(BRIEF) Restate the entries word for word, leaving nothing out.

** Opening INPUT FOR THIS TASK block **

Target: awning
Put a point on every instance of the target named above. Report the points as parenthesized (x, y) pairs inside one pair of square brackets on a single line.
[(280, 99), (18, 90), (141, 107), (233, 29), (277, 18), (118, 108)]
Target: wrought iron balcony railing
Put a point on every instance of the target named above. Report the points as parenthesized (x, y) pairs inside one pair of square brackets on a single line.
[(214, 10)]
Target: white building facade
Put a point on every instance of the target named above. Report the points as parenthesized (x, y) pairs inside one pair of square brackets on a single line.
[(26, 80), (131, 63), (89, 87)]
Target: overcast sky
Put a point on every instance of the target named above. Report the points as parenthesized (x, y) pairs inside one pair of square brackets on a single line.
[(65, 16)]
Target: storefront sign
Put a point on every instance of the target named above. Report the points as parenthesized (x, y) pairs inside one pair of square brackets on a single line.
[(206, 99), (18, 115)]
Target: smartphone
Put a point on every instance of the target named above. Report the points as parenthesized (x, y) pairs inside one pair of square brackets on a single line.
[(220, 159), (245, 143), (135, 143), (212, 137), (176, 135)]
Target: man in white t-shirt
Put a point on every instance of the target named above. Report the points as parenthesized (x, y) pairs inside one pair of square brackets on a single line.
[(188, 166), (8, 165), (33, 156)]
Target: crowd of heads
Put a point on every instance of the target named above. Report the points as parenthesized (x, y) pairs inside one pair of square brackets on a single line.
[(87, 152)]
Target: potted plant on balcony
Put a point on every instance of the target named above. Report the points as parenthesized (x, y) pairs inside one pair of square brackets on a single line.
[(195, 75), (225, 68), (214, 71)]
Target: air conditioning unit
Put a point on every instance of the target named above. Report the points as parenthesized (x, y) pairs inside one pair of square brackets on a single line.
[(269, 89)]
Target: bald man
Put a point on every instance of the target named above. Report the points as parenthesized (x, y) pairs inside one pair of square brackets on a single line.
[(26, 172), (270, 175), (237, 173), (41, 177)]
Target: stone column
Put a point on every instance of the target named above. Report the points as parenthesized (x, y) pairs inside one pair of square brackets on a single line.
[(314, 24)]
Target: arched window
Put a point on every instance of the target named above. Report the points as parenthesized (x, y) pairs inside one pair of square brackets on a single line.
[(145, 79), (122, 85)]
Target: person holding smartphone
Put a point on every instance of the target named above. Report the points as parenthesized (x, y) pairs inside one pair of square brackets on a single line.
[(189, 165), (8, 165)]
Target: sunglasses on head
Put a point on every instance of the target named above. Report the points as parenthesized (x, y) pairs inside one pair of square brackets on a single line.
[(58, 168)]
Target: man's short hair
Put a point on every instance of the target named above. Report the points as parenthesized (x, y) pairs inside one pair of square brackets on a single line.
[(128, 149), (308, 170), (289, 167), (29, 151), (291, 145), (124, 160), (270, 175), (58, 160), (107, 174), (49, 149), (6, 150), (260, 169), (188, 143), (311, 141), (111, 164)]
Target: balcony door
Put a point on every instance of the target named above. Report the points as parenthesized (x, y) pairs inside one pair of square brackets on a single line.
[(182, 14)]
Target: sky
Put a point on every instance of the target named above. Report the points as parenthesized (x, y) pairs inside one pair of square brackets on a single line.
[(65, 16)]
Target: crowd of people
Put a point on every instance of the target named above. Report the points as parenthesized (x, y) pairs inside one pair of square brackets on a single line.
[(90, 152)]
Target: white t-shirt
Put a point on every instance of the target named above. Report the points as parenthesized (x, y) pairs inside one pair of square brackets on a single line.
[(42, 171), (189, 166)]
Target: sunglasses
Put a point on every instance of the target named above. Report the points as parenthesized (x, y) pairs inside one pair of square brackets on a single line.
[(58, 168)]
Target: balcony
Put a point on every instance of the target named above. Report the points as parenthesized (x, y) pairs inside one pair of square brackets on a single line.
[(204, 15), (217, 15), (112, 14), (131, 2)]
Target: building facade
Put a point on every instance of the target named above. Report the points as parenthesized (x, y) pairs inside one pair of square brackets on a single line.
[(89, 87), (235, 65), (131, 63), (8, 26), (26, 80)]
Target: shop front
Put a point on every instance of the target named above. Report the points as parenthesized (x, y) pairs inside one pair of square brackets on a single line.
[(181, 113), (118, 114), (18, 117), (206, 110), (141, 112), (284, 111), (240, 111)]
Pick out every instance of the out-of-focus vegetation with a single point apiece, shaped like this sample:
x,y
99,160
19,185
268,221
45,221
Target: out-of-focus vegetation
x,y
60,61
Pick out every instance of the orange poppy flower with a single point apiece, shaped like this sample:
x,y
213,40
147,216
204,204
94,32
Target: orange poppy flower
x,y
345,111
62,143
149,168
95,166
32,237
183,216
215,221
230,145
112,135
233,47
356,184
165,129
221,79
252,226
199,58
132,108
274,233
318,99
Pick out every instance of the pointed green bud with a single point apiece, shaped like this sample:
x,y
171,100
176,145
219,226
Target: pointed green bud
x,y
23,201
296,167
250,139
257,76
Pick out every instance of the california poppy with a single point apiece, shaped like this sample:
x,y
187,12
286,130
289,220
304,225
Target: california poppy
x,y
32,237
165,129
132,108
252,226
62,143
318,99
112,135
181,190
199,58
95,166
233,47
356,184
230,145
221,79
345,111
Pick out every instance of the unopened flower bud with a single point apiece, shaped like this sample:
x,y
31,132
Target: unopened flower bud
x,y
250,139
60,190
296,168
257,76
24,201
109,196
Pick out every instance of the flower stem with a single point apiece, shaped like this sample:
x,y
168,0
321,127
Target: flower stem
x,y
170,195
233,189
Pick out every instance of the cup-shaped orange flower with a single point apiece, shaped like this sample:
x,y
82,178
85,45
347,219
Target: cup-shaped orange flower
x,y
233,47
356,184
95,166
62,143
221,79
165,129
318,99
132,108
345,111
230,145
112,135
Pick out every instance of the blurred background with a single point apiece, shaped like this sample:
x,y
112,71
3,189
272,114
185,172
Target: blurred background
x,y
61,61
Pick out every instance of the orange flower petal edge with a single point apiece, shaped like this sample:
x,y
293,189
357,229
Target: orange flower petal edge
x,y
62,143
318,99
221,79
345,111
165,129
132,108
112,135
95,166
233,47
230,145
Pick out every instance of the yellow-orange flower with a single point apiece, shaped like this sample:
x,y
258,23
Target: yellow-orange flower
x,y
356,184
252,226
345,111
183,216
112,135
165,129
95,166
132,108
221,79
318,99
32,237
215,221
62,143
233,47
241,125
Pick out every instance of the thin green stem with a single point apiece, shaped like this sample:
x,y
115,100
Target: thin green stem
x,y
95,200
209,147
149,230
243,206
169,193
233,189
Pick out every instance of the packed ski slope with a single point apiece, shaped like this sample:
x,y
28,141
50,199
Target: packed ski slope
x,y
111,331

** Closing INPUT FOR THIS TASK block **

(RESPONSE TO THE EXERCISE)
Target: awning
Put a point on every instance of the target named above. Report the points as parenthesized (x, y) pairs inside one pair of square brackets on a single line.
[(280, 99), (18, 90), (141, 107), (233, 29), (277, 18), (118, 108)]
Target: wrought iron balcony railing
Put a point on every instance of the target named above. Report the points as parenthesized (x, y) pairs inside one pair of square brackets on a single line.
[(214, 10)]
Target: white building facade
Put a point on every instance of the target named above. Report the points as parenthesized (x, y) pairs inside one pair of square brackets on a single line.
[(26, 80), (131, 63), (89, 87)]
Target: overcast sky
Put a point on every instance of the target named above. Report the points as parenthesized (x, y) pairs inside one pair of square brackets on a single line.
[(65, 16)]
Target: storefront sign
Put a point on every instance of the target named above. Report the points as parenthesized (x, y) pairs inside one pair of square brackets on a single line.
[(206, 99), (18, 115)]
Target: smartphone
Put a point on every instance of the target named above. Report the points as parenthesized (x, y) pairs inside one pair of square brackets on a single line.
[(220, 159), (245, 143), (135, 143), (212, 137), (176, 135)]
Target: man in white t-shirt
Put a point on every instance of the target named above. Report the points as parenthesized (x, y) pairs inside one pair of square brackets on a single line.
[(188, 166), (8, 165), (33, 156)]
Target: crowd of heads
Put a point on every instance of the target named above. Report the points as parenthesized (x, y) pairs inside one pair of square brackets on a single line.
[(87, 152)]
Target: potted plant on balcony
Put a point on every instance of the target named above. Report the points as parenthesized (x, y) pairs inside one pair of square brackets on a single line.
[(195, 75), (225, 68), (214, 71)]
Target: air conditioning unit
Put a point on every instance of the target named above. Report the points as parenthesized (x, y) pairs inside one pair of square brackets on a single line.
[(269, 89)]
Target: bald man
Put a point on every instance of the target named above. Report the points as parenthesized (x, y) pairs inside one pair of square brackets on a single line.
[(26, 172), (270, 175), (237, 173), (41, 177)]
Target: stone column
Put a point on every instance of the target named above. Report the points as parenthesized (x, y) pairs inside one pair of square brackets on a single line.
[(314, 24)]
Target: arched window
Put a point on every instance of the target named above. Report the points as parenthesized (x, y) pairs inside one pair of square brackets on a single line.
[(145, 79), (122, 85)]
Target: person holding smartphone
Put a point on every instance of the target named above. Report the points as parenthesized (x, y) pairs inside one pair of square brackets on a single line.
[(189, 165), (8, 165)]
Target: sunglasses on head
Put a point on every instance of the target named above. Report the points as parenthesized (x, y) pairs inside one pair of square brackets on a single line.
[(58, 168)]
Target: man's short hair
Put a point on every instance of the target named above. Report the points as parenthesized (x, y) pairs inside one pair of square brackets on a single line.
[(128, 149), (308, 170), (289, 167), (29, 151), (291, 145), (124, 160), (270, 175), (58, 160), (107, 174), (49, 149), (6, 150), (260, 169), (188, 143), (311, 141), (111, 164)]
Target: balcony door
Put a point on every instance of the target named above. Report the points as parenthesized (x, y) pairs inside one pair of square brackets on a single line.
[(182, 14)]
Target: sky
Put a point on every instance of the target named above. Report the points as parenthesized (x, y) pairs inside one pair of square brackets on a single line.
[(65, 16)]
Target: crowd of people
Put a point on every instance of the target named above. Report the points as parenthesized (x, y) pairs inside one pair of square brackets on a single line.
[(90, 152)]
Target: white t-shirt
Put a point on every instance of the target named above. Report the points as parenthesized (x, y) pairs inside one pair of square brackets on a single line.
[(42, 171), (189, 166)]
Target: sunglasses
Put a point on every instance of the target named above. Report the points as parenthesized (x, y) pairs inside one pair of square brackets on a single line.
[(58, 168)]
Target: balcony
Put a point on every instance of the target named above. Report the points as parenthesized (x, y) pairs inside one pair of square brackets on a single line.
[(204, 15), (217, 15), (112, 14), (131, 2)]
Target: building facade
Put a point on every instance of the target named above. Report the points as parenthesized (x, y) pairs inside one pair of square brackets on a single line.
[(89, 87), (235, 65), (131, 63), (8, 26), (26, 80)]
Target: shop front
Put a point on every instance of the target named above. Report the points as parenthesized (x, y) pairs inside one pair of square brackets on a single line.
[(181, 113), (118, 114), (18, 117), (206, 110), (141, 112), (284, 111), (240, 111)]
Pick out every instance of the out-of-focus vegetation with a single point apiece, shaped like this sample:
x,y
99,160
19,185
268,221
45,221
Target: out-of-focus vegetation
x,y
60,61
Pick out every instance of the orange poppy flower with a single point apiece, shaped like this sample:
x,y
213,40
147,216
204,204
94,32
Target: orange poppy flower
x,y
345,111
62,143
149,168
95,166
32,237
183,216
215,221
230,145
112,135
233,47
356,184
165,129
221,79
252,226
199,58
132,108
274,233
318,99
Pick out every instance of the pointed green bud with a single point apiece, shaped like this sample:
x,y
171,100
176,145
219,226
Target: pointed green bud
x,y
23,201
296,167
250,139
257,76
Pick out every instance of the california poppy with a single point apiece, shaped like this sample:
x,y
187,12
286,130
289,220
304,225
Target: california poppy
x,y
32,237
165,129
132,108
252,226
62,143
318,99
112,135
181,190
199,58
95,166
233,47
356,184
230,145
221,79
345,111
Pick out every instance of the unopened flower bud with a single point apiece, shaped like this sample:
x,y
31,132
Target: unopened flower bud
x,y
250,139
60,190
296,168
257,76
24,201
109,196
Pick out every instance of the flower stem with a single point apiece, shaped like this sample:
x,y
168,0
321,127
Target: flower stem
x,y
170,195
233,189
Pick out every instance of the cup-shaped orange flower with a single point apiece, shaped like this sample:
x,y
82,178
85,45
347,219
Target: cup-shaped orange flower
x,y
233,47
356,184
95,166
62,143
221,79
165,129
318,99
132,108
345,111
230,145
112,135
Pick out every instance of the blurred background with a single point apiece, shaped like this sample:
x,y
112,71
3,189
272,114
185,172
Target: blurred background
x,y
61,61
Pick out every instance of the orange flower petal edge with a single point apiece, shaped like this sample:
x,y
293,189
357,229
Target: orange flower petal edge
x,y
62,143
318,99
221,79
345,111
165,129
132,108
112,135
95,166
233,47
230,145
Pick out every instance of the yellow-orange flower with a single point apiece, shaped like this sample:
x,y
258,23
Target: yellow-orange flower
x,y
356,184
252,226
345,111
183,216
112,135
165,129
95,166
132,108
221,79
318,99
32,237
215,221
62,143
233,47
241,125
Pick out every instance of the thin green stem with a single point apiece, shaped like this sample:
x,y
115,100
Target: thin green stem
x,y
95,200
209,147
149,230
243,206
169,193
233,189
Pick out every instance of the packed ski slope with a single point apiece, shaped like this sample:
x,y
28,141
50,199
Target: packed ski slope
x,y
111,331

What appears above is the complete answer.